A self-healing barrier (like the one used in C4) is one example of a design 
mechanism that maintains this efficiency. Self-healing barriers eliminate 
the inefficiency sometimes found in concurrent collectors buy ensuring that 
barriers only [effectively] trigger at most once per work unit. This makes 
the GC work invariant to heap topology, object graph mutations, etc., and 
to who [mutator or GC thread] is actually doping the work. The work per 
allocation unit then remains fairly fixed. The wish to shift the 
vast-vast-vast majority of that work to collector threads is driven purely 
by mutator latency concerns, but does not affect efficiency in any 
fundamental or significant way. 

> Given the existence of concurrent collectors that are already able to 
>> sustain higher application throughput that STW in many practical cases 
>> (e.g. "Cassandra"), the "nearly free" or "even cheaper than free" argument 
>> has practical proof points. 
>>  
>>
>>>
>>>> A key architectural choice that has not been completely finalized in Go 
>>>> (AFAICT) has to do with the ability to move objects. It is common to see 
>>>> early GC-based runtime implementations that do not move objects around 
>>>> succumb to an architectural "hole" that creates a reliance on that fact 
>>>> early in the maturity cycles. This usually happens by allowing native code 
>>>> extensions to assume object addresses are fixed (i.e. that objects will 
>>>> not 
>>>> move during their lifetime) and getting stuck with that "assumed quality"

----------------

STATED EXERCISE A
According to the garbage collection excerpt, which collector uses a self-healing barrier?
The entries that follow are unrelated to the garbage collection excerpt.

----------------

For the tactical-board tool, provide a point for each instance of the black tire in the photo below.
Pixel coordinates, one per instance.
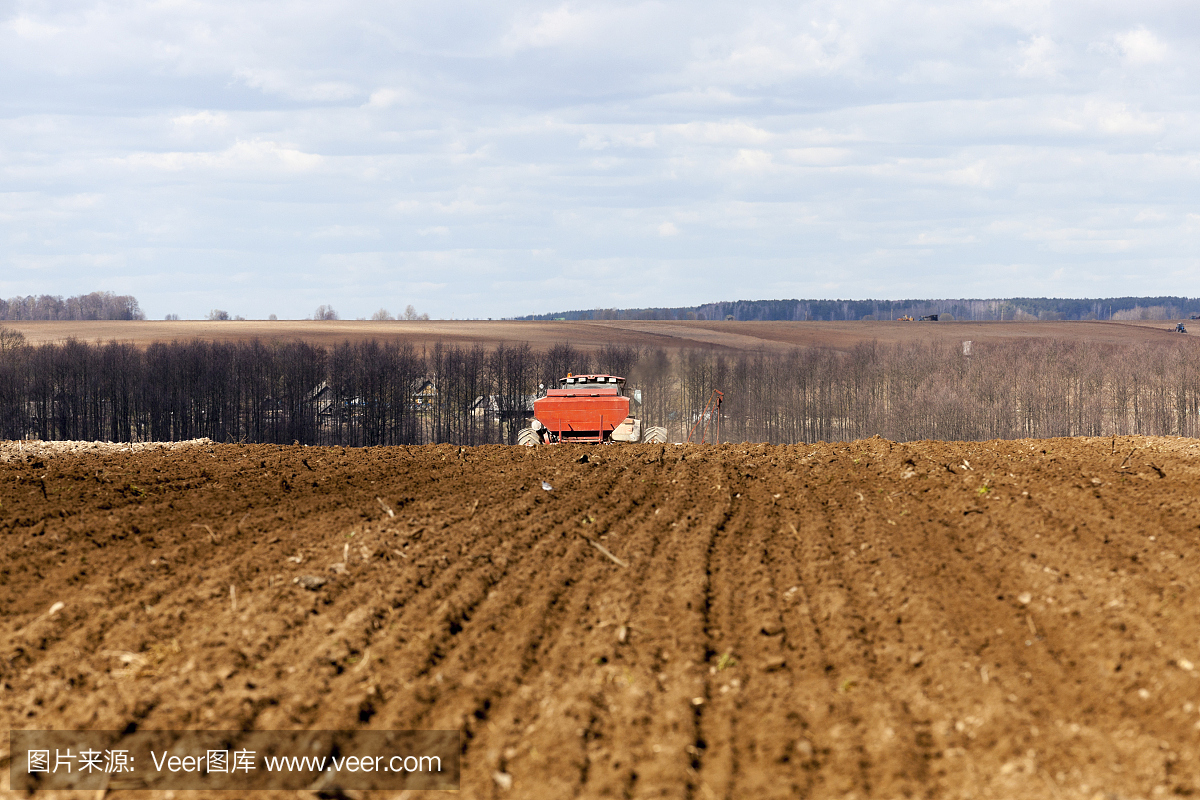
(655, 435)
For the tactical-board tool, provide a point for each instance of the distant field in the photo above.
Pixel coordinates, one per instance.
(593, 335)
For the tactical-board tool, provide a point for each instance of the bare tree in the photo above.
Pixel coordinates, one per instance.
(411, 313)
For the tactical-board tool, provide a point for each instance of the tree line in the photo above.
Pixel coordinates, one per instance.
(97, 305)
(1009, 308)
(372, 392)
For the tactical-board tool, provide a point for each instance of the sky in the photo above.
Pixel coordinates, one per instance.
(483, 160)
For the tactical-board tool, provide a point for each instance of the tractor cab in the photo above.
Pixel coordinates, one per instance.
(577, 384)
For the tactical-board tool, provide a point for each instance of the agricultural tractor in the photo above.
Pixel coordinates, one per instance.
(587, 409)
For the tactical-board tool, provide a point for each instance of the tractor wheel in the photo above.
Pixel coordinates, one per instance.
(655, 435)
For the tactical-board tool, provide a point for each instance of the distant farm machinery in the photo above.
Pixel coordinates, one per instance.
(587, 409)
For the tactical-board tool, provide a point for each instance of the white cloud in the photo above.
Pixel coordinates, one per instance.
(924, 148)
(241, 155)
(1139, 46)
(205, 119)
(1038, 58)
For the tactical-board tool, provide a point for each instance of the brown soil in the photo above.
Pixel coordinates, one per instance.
(1007, 619)
(593, 335)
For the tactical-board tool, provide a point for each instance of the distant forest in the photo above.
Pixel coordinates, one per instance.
(390, 394)
(97, 305)
(1013, 308)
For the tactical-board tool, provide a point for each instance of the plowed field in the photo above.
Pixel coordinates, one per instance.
(1008, 619)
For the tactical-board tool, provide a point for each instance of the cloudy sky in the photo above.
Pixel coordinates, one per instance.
(492, 160)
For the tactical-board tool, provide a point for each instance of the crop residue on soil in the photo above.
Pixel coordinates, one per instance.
(875, 619)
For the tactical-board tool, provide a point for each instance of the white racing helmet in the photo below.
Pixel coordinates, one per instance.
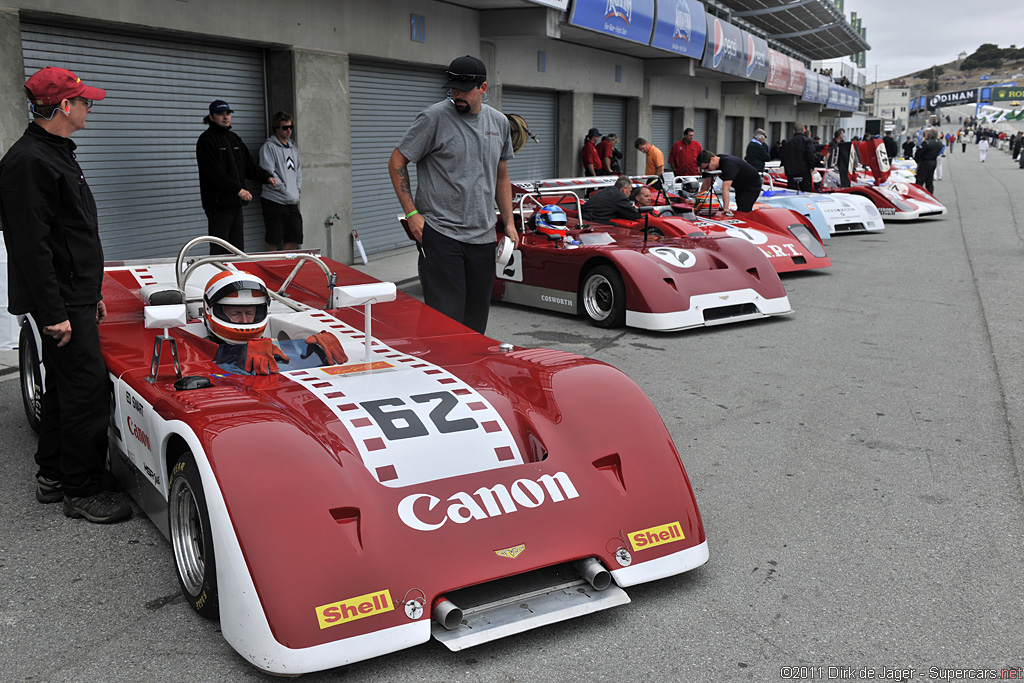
(235, 288)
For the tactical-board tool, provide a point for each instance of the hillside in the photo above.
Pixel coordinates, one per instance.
(997, 66)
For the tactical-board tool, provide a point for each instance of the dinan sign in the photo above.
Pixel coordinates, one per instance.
(948, 98)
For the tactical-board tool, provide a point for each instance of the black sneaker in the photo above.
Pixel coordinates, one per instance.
(48, 491)
(103, 508)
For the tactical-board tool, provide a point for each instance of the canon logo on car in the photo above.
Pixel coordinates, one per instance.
(418, 510)
(137, 432)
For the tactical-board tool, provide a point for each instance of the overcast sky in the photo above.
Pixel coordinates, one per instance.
(907, 37)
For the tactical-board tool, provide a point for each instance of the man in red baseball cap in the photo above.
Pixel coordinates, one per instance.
(55, 270)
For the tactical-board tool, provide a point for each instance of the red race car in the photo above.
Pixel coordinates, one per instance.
(786, 239)
(895, 201)
(621, 276)
(406, 487)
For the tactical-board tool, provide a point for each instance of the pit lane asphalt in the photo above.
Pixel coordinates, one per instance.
(857, 467)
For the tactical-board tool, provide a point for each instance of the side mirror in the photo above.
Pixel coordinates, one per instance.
(167, 315)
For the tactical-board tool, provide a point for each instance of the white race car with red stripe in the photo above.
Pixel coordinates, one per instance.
(331, 513)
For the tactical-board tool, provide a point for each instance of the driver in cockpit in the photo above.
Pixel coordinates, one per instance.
(236, 305)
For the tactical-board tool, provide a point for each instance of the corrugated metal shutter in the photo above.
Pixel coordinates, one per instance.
(138, 152)
(385, 99)
(700, 127)
(609, 117)
(536, 161)
(660, 130)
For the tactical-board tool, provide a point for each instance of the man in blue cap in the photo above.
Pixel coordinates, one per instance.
(224, 163)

----------------

STATED EXERCISE B
Transcribe the entries from the line containing "on car in the photo above." up to and including the last line of the entries.

FULL SOLUTION A
C4.

FULL SOLUTION B
For the tactical-board tool, provide a point for each instance of the canon logo on car in the photo above.
Pixel coordinates, one per instance.
(418, 510)
(137, 432)
For the tactical-board tool, provide a point for each instance of the overcast sky in the photo above.
Pixel coordinates, one per instance.
(907, 37)
For the tactical-board tool, provide a point for each instance of the man in red baseball cap in the photo above.
Pixel coordinates, one per instance.
(55, 270)
For the tactical-board tool, provide a point for each instance of the red race car in the photo above.
Pixel coordinates, one per instance.
(786, 239)
(895, 201)
(621, 276)
(406, 487)
For the tactical-board tool, provide a point for each instance of the pit lane asphalt in the photo above.
Pixel coordinates, one per instance.
(857, 467)
For the tactical-board tool, provide a point for each instance of the side mirror in the photo above.
Pixel coordinates, one per instance.
(167, 315)
For the tactical-board tool, provide a point for each instance of the white race car with red stripe in the photo above.
Pixel coordinates, one per instance.
(331, 513)
For the tactical-board tool, provide a point for each instance of the driver in cockpit in the photo above.
Pixel coordinates, one per instance.
(236, 305)
For the tactical-board tool, provide a point for each instance of the corrugated metal shutter in the photo above.
Pixel coordinates, one per instance.
(138, 152)
(385, 99)
(700, 127)
(609, 117)
(536, 161)
(660, 130)
For the tactical-board tool, provide a point for each instance of the man in blue cap in the photo above.
Pixel coordinates, one per instance.
(224, 163)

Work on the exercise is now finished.